Problem description: Would you count the lines in the entries below that contain "sleeve"? Reply with the number only.

BEGIN Supplied data

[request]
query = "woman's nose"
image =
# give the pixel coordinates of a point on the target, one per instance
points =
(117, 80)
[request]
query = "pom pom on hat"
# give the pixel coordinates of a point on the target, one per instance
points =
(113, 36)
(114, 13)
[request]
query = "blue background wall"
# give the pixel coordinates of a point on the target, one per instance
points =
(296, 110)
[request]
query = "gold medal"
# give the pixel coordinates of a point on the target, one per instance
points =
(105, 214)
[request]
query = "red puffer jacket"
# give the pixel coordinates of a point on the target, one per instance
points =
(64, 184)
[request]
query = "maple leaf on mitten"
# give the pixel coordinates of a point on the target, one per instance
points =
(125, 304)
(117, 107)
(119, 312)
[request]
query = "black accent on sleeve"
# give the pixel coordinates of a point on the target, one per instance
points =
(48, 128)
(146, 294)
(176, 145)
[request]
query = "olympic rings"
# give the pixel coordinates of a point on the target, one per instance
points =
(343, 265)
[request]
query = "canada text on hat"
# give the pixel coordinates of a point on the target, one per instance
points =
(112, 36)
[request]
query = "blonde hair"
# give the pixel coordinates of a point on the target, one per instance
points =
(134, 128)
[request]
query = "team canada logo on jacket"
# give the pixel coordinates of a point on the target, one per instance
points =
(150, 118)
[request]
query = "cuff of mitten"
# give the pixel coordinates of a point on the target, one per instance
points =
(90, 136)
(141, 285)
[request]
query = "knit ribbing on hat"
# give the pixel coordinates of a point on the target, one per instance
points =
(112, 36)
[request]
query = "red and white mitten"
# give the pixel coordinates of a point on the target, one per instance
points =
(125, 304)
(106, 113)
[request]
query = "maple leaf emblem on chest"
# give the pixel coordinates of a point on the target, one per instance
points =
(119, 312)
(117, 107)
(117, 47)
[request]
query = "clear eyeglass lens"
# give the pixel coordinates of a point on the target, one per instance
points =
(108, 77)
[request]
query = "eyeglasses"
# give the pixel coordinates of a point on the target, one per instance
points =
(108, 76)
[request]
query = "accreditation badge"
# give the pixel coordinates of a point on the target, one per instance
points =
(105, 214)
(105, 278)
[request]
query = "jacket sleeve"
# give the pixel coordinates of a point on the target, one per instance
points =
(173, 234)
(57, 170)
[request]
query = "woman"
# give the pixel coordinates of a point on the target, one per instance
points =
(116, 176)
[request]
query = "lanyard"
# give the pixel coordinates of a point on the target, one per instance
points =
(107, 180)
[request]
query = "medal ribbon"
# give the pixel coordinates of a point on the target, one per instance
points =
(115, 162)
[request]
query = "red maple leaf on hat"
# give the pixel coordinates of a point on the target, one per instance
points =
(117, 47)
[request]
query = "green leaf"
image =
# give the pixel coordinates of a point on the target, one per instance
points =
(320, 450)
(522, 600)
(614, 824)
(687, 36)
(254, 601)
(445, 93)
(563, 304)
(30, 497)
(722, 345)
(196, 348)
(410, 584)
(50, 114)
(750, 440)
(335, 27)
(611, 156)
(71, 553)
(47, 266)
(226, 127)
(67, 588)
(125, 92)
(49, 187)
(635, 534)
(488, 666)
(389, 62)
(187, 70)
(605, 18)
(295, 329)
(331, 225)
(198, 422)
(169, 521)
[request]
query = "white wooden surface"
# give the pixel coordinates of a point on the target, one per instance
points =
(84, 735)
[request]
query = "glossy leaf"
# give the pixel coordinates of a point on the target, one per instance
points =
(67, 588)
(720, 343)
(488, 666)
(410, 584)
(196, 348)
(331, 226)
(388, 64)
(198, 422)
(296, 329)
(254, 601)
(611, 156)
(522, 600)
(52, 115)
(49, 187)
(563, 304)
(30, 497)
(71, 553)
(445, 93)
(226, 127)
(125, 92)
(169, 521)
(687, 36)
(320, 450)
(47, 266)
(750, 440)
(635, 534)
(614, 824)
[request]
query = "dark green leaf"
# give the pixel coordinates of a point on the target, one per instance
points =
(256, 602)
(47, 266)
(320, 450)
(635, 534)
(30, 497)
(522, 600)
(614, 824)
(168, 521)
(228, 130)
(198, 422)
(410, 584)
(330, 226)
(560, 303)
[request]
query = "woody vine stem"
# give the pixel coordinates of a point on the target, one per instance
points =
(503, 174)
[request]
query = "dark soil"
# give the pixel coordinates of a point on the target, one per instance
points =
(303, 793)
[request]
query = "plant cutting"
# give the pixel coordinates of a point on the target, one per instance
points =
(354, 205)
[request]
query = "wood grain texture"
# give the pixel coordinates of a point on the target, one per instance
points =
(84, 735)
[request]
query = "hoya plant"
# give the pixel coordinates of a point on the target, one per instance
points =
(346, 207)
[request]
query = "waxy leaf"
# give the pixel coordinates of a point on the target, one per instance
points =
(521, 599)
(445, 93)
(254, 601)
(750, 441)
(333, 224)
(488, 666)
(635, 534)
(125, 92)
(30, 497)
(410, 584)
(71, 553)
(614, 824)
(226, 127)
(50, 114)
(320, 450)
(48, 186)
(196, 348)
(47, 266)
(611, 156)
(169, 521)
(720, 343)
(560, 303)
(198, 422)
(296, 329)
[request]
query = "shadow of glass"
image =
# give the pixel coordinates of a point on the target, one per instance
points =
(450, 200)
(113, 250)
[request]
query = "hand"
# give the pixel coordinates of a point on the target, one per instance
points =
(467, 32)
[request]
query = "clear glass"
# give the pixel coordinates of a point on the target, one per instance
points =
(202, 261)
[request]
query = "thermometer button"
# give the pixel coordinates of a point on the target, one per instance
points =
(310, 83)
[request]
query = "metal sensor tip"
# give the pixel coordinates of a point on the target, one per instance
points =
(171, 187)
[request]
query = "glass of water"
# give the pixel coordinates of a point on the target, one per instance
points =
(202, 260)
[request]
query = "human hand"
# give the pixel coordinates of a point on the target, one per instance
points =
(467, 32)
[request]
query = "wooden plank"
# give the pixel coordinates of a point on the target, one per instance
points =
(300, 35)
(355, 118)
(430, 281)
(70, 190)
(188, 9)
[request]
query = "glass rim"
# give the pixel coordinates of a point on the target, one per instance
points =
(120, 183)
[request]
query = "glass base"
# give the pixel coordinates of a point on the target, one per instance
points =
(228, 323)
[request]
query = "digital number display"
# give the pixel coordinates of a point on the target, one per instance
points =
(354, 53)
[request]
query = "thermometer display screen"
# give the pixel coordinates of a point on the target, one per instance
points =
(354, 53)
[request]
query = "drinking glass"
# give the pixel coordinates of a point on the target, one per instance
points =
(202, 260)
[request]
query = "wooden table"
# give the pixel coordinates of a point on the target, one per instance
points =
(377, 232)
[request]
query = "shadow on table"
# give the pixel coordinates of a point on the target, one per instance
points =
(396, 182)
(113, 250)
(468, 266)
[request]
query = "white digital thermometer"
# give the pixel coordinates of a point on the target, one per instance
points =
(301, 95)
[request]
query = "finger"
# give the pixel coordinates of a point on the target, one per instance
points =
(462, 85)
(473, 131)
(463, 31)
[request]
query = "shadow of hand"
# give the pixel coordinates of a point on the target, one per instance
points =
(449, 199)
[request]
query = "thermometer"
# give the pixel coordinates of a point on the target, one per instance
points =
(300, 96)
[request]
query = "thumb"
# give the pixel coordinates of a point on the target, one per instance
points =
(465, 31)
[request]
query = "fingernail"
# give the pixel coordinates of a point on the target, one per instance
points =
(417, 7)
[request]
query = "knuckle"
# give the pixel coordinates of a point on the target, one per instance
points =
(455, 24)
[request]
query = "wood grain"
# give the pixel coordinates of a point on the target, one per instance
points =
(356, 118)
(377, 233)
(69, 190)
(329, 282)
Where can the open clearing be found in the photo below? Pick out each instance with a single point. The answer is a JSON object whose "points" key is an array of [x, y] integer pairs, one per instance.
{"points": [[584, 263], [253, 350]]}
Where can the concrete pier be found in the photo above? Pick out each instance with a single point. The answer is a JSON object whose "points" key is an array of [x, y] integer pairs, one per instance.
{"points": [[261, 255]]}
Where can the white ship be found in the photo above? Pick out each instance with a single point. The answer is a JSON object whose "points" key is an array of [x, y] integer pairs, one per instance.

END Supplied data

Output of the exercise: 2